▶ _BAGIAN TEKS_

Laman

Kamis, 15 Desember 2011

Belum Ada Judul


Kisah ini bermula dari, sepulang kuliah dari sebuah kampus di daerah Pamulang. Melaksanakan sholat Ashar yang sempat tertunda karena mata kuliah yang terakhir tidak ada jeda waktu untuk sholat Ashar, jadi terpaksa sholat Ashar-nya setelah mata kuliah jam terakhir selesai. Kurang lebih pukul 17.00 WIB, barulah kami sholat Ashar. Sungguh perbuatan yang kurang terpuji. Melalaikan tugas yang diperintahkan oleh Tuhan Sang Maha Pencipta. Yap, Pencipta alam semesta ini. Tapi, apa-lah daya, sepertinya memang kadang kala kita harus mengikuti apa yang sebenarnya tidak sejalan dengan pendapat pribadi.


Saat itu di benakku terpikirkan tiga tempat yang ingin ku datangi. Pertama, ku ingin pergi ke Cibinong. Kondangan ke rumah Rendy-Vita teman yang satu kerjaan denganku sekarang, lalu ke Cilembeur, untuk menyusul teman-teman sewaktu  SMK dulu yang sedang mengadakan acara kumpul bareng dan terakhir ingin ke Bogor, kondangan ke Marta-Ade, teman yang satu kerjaan denganku sewaktu masih di toko dulu.

Cuplikan dataset
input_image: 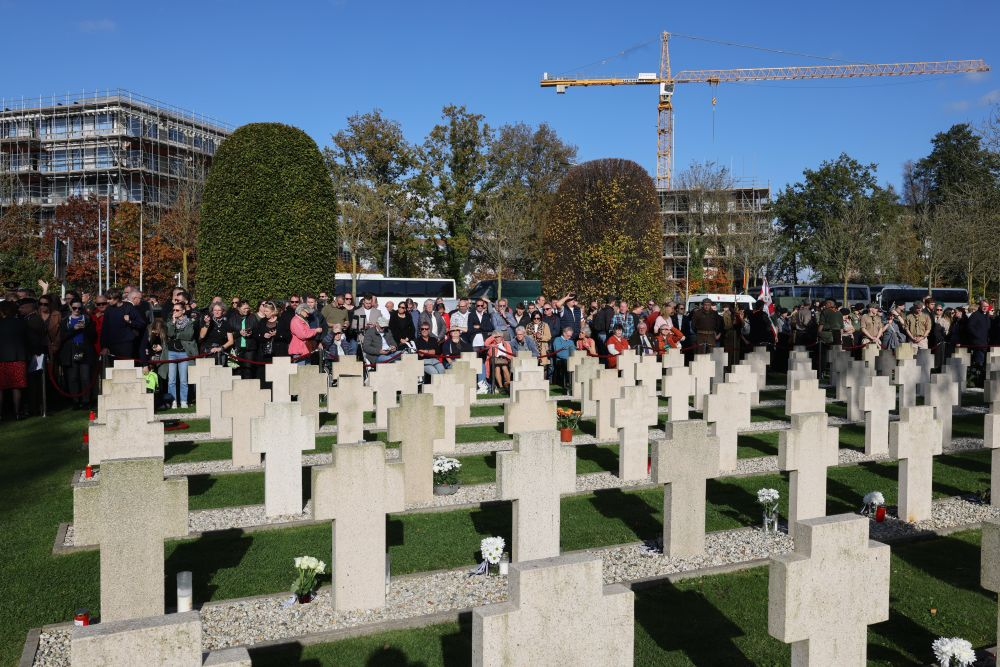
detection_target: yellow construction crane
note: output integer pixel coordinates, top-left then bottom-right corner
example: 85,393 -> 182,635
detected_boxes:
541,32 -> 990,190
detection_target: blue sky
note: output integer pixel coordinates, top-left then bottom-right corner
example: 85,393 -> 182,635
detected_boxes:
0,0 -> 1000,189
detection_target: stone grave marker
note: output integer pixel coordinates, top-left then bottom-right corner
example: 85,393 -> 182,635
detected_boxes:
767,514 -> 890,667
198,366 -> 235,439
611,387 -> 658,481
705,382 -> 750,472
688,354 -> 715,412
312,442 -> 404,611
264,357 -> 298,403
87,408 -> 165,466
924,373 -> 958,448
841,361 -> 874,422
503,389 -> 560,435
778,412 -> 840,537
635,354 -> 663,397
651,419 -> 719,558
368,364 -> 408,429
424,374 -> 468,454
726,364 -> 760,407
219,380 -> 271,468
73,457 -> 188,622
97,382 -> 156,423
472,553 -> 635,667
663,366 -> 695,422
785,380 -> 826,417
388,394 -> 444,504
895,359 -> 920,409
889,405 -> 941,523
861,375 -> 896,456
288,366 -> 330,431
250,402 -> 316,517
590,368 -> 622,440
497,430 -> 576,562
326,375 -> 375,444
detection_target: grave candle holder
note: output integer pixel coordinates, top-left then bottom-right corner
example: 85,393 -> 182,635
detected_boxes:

▶ _YANG DIMINTA_
Tentukan apakah tiap pernyataan berikut sesuai dengan cerita sepulang kuliah di atas, lalu jawab ya atau tidak beserta kutipan persis dari cerita itu yang menjadi penentunya. (a) Sholat Ashar baru dilaksanakan sekitar pukul 17.00 WIB. (b) Kampus tempat kuliah berada di daerah Cibinong. (c) Marta-Ade adalah teman sewaktu SMK.

▶ _HASIL_
(a) Ya: "Kurang lebih pukul 17.00 WIB, barulah kami sholat Ashar."
(b) Tidak: "sepulang kuliah dari sebuah kampus di daerah Pamulang."
(c) Tidak: "kondangan ke Marta-Ade, teman yang satu kerjaan denganku sewaktu masih di toko dulu."